-------- PASSAGE TO READ --------

Lining the tent floor is essential and this applies to large family tents as well as a small one-person bivy. In fact, in smaller tents where you may be sleeping directly on the ground without a camping bed or mattress, this tip is even more important.
As you lie on the ground, any residual cold will seep directly up to you and no matter how well you have heated your tent, you’ll still feel incredibly chilly. But insulating the floor using things like carpets and rugs can make a very big difference. If you don’t have these materials, even using something as simple as a towel can give you an additional layer of protection against the cold.
That being said, there is also the notion that sleeping on the ground is better for keeping warm than sleeping on a camping bed. This might sound crazy but hear us out...when you sleep on a camping bed, there is a lot of space underneath. This merely serves as another place for cold air to gather and so it might be far less luxurious than you first thought.
If you prefer to have something that is made for the moment then there are a huge number of sleeping mats out there specifically designed for camping. These are thin yet incredibly adept at insulating and are ideal for those on the go as they simply roll away and are easy to carry.
Another essential consideration when lining your tent floor is to look for any gaps that are present around the base of the tent. It isn’t enough to simply line the ground inside the tent when warm air can escape and cold air can still get in at the point where the tent walls meet the ground. For this reason, we would always advise bringing your insulation a good five or six inches up the tent wall and securing it with some tape.

-------- AVAILABLE DATA --------

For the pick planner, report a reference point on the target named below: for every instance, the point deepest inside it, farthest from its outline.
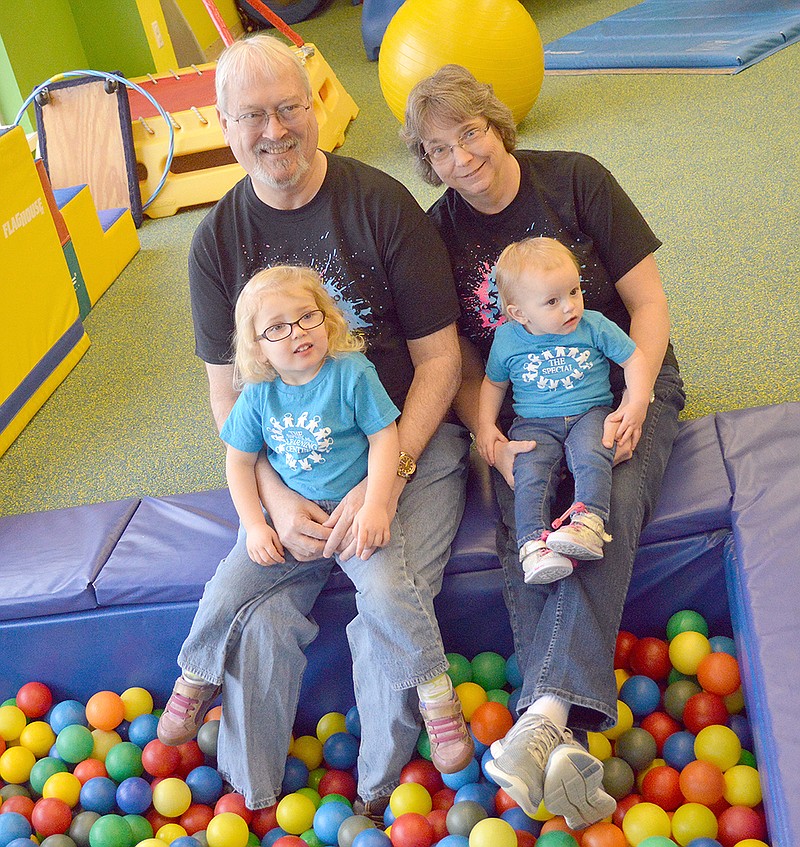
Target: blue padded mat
(700, 36)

--------

• GIVEN REQUEST 1:
Rewrite the paragraph of the tent-floor passage that begins "Another essential consideration" in shorter form, keeping its main facts.
• GIVEN REQUEST 2:
Please retype the stretch of the tent-floor passage from "If you prefer" through "with some tape.".
• GIVEN REQUEST 3:
According to the tent-floor passage, what simple item can add a layer of protection against the cold if you have no carpets or rugs?
The data are separate material from the passage on lining a tent floor.

• CORRECT RESULT 1:
Check for gaps around the base of the tent. Lining the floor inside isn't enough, because warm air can escape and cold air can get in where the walls meet the ground. To prevent this, bring the insulation five or six inches up the tent wall and tape it in place.

• CORRECT RESULT 2:
If you prefer to have something that is made for the moment then there are a huge number of sleeping mats out there specifically designed for camping. These are thin yet incredibly adept at insulating and are ideal for those on the go as they simply roll away and are easy to carry.
Another essential consideration when lining your tent floor is to look for any gaps that are present around the base of the tent. It isn’t enough to simply line the ground inside the tent when warm air can escape and cold air can still get in at the point where the tent walls meet the ground. For this reason, we would always advise bringing your insulation a good five or six inches up the tent wall and securing it with some tape.

• CORRECT RESULT 3:
A towel.